* **The request**
Find the line containing "the stone column" in the material below; copy that line and all following lines exactly.

* **Listed records**
--- --- ---

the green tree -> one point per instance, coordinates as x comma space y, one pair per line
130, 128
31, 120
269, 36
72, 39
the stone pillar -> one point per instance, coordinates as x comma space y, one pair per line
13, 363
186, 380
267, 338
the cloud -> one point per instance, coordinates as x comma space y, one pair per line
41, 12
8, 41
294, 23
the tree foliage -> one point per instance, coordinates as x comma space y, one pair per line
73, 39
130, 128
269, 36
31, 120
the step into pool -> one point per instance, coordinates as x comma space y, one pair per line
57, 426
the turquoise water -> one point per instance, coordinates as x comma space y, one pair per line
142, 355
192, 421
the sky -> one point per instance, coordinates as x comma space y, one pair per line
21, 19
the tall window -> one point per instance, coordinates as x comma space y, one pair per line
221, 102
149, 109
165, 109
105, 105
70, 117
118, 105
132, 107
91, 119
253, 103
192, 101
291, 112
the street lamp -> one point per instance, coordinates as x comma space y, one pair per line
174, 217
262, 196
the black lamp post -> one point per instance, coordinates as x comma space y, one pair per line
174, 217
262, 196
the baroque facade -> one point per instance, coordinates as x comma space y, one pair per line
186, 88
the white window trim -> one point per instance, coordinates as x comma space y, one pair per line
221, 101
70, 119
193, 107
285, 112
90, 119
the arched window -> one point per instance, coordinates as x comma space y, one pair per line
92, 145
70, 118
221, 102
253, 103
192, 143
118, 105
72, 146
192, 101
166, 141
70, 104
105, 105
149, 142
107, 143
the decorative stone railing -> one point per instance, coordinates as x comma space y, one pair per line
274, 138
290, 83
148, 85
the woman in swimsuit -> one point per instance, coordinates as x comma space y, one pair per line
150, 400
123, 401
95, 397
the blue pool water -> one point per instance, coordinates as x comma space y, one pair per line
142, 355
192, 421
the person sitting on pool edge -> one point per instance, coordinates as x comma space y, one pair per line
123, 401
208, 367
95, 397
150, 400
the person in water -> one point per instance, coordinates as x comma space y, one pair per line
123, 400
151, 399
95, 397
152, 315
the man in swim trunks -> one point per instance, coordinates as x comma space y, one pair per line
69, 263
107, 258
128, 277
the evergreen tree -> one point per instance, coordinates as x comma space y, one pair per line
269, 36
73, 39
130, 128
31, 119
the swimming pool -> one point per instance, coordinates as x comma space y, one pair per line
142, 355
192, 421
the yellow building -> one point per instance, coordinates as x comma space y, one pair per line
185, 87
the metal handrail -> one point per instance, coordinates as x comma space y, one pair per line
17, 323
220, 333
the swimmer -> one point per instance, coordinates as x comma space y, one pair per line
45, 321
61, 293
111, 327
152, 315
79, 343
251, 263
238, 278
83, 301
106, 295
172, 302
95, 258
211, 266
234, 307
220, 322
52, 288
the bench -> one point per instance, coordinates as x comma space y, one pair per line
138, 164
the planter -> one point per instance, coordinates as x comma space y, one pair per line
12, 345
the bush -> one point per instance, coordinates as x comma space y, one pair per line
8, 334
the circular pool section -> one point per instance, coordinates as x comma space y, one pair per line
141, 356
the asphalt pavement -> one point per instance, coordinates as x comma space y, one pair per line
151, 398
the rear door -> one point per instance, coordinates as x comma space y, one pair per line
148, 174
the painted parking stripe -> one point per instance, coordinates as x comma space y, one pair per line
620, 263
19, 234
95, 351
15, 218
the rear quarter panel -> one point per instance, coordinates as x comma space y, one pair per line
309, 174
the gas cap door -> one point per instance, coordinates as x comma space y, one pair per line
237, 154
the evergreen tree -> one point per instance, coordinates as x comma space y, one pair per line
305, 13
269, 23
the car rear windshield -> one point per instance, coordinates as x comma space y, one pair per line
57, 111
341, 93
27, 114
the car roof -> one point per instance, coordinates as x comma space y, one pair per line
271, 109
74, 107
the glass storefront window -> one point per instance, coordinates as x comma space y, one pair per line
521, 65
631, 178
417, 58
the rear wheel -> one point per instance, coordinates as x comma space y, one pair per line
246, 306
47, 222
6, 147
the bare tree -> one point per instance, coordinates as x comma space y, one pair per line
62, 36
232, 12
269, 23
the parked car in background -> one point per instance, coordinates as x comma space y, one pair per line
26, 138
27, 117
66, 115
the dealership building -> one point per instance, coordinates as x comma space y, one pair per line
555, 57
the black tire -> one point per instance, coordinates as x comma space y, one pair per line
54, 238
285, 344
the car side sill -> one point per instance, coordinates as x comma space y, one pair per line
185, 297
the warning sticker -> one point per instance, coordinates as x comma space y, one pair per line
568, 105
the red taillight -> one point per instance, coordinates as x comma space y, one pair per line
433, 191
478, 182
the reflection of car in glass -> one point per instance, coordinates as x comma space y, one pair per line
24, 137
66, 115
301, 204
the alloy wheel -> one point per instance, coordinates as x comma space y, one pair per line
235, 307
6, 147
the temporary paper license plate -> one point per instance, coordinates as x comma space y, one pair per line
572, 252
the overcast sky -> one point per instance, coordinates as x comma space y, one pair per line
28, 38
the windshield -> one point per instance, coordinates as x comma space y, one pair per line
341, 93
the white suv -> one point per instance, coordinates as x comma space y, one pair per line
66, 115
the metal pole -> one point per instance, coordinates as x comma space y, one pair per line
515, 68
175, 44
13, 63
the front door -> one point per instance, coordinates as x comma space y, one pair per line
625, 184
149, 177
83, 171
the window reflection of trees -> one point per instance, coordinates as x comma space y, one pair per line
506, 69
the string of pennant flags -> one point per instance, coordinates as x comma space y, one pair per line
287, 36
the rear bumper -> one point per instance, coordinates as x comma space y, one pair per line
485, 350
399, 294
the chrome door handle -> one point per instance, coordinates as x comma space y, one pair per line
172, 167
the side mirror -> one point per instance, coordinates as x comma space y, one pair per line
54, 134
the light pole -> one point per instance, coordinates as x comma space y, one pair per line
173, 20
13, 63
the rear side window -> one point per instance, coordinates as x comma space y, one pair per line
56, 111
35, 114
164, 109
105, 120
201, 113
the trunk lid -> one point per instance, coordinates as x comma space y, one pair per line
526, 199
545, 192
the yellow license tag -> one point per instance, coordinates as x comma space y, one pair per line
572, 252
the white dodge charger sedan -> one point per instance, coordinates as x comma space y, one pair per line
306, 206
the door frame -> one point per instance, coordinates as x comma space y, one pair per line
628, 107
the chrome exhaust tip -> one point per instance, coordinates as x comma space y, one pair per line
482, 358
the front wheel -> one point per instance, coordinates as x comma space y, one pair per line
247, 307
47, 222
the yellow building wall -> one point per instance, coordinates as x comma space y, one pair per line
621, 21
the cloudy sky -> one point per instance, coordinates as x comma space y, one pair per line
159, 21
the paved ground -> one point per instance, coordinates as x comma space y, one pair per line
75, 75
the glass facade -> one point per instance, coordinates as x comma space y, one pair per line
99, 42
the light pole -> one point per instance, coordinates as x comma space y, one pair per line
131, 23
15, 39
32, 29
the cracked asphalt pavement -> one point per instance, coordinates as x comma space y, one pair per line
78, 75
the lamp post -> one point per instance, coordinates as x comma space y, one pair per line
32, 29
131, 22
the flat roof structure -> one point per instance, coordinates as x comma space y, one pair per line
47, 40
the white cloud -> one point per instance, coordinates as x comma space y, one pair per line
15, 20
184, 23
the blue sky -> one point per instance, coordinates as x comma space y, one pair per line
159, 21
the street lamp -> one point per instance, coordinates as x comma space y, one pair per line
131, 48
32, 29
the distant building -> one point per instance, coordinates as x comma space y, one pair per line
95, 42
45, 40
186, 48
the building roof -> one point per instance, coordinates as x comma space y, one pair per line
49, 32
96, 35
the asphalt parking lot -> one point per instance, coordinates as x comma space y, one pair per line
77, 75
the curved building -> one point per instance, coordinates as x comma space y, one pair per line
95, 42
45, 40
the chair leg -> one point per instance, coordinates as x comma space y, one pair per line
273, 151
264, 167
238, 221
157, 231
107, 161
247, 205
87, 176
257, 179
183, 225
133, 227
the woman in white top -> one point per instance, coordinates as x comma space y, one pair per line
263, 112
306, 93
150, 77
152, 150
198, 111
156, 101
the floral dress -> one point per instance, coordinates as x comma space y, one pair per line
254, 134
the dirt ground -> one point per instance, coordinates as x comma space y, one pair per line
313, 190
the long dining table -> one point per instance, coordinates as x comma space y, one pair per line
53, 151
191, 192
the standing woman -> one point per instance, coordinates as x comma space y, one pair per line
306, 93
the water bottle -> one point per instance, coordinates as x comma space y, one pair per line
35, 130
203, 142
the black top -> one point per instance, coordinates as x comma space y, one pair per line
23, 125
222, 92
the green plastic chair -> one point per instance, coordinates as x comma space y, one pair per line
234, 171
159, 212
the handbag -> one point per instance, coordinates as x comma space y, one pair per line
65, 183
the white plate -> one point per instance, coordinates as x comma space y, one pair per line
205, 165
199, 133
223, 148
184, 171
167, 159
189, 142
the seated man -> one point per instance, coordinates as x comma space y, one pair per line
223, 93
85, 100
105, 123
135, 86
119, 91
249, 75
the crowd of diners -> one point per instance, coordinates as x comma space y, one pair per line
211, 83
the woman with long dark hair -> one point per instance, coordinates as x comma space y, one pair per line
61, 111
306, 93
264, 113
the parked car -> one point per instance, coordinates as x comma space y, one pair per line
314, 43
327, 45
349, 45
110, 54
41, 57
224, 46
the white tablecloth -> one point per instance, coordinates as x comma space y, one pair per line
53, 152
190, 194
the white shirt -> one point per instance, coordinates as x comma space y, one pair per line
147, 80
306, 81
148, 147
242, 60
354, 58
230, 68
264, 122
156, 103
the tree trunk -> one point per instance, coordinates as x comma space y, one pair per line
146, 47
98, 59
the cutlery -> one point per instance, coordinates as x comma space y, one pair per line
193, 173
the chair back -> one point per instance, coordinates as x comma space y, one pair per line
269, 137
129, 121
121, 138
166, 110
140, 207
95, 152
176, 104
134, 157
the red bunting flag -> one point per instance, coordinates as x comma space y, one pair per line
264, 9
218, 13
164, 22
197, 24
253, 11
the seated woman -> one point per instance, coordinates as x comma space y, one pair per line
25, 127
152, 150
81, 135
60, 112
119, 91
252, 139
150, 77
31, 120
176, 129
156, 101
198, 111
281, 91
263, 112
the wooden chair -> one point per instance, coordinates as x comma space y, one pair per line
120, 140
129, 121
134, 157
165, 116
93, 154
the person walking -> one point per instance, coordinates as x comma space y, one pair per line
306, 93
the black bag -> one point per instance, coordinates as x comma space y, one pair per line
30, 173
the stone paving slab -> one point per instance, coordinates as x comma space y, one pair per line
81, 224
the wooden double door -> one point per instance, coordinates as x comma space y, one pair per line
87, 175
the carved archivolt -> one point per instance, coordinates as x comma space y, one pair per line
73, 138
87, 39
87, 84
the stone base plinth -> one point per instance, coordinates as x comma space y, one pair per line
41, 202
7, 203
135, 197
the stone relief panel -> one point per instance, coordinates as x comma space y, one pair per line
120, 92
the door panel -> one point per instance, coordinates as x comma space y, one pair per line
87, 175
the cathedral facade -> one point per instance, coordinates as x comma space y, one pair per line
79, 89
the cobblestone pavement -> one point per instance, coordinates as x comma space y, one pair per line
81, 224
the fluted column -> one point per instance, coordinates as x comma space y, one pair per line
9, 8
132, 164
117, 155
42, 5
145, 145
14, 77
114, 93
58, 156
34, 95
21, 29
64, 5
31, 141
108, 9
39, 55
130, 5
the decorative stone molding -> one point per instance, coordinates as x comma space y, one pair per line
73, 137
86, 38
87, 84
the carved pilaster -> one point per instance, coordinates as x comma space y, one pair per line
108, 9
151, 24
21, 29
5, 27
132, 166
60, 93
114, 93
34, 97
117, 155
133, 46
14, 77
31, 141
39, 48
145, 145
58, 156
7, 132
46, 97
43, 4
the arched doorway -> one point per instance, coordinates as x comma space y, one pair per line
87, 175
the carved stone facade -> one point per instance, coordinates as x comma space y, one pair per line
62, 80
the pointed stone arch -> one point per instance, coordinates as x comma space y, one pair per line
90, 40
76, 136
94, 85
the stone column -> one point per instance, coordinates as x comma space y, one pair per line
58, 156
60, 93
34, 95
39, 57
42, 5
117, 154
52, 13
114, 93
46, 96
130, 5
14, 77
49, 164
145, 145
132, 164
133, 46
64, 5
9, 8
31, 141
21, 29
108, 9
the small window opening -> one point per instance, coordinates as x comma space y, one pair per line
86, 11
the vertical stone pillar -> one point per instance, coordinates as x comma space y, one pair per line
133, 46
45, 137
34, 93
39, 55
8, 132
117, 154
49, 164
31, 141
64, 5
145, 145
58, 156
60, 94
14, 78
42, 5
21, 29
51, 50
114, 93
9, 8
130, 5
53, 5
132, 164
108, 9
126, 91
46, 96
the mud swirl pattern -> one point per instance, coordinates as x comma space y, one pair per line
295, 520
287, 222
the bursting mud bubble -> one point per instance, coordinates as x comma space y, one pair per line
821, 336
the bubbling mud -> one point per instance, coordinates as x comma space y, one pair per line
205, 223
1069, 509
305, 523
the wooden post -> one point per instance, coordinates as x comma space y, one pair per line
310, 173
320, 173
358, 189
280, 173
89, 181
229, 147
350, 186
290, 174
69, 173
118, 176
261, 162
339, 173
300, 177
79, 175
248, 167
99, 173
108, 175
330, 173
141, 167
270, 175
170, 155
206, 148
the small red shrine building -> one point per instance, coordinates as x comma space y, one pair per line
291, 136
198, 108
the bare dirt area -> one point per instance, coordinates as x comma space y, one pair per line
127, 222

--- --- ---

* **Complete output**
the stone column -> one point per instance, coordinates as x comma space y, one pair per line
58, 156
60, 93
34, 95
39, 57
42, 5
117, 154
52, 13
114, 93
46, 96
130, 5
14, 77
49, 164
145, 145
132, 164
133, 46
64, 5
9, 8
31, 141
21, 29
108, 9
the small window opening -> one point per instance, coordinates as x comma space y, one pair per line
86, 11
the vertical stone pillar -> one point per instance, coordinates as x comma space y, one pair per line
133, 46
45, 137
34, 93
39, 55
8, 132
117, 154
49, 164
31, 141
64, 5
145, 145
58, 156
60, 94
14, 78
42, 5
21, 29
51, 50
114, 93
9, 8
130, 5
53, 5
132, 164
108, 9
126, 91
46, 96
the mud swirl pattern -> one point per instance, coordinates as x comma space y, one pair per line
295, 520
287, 222
the bursting mud bubble -> one point per instance, coordinates as x comma space y, one pair per line
821, 336
the bubbling mud -> one point per instance, coordinates as x comma space y, one pair per line
205, 223
1069, 509
305, 523
the wooden post -> one point per instance, coordinates as x comma space y, one pair per line
310, 173
320, 173
358, 189
280, 173
89, 181
229, 147
350, 186
290, 174
69, 173
118, 176
261, 162
339, 173
300, 177
79, 175
248, 167
99, 173
108, 175
330, 173
141, 167
270, 175
170, 155
206, 148
the small red shrine building -> one point per instance, coordinates as x comma space y, one pair per line
291, 136
198, 108
the bare dirt area -> one point per instance, coordinates as x comma space y, one pair per line
127, 222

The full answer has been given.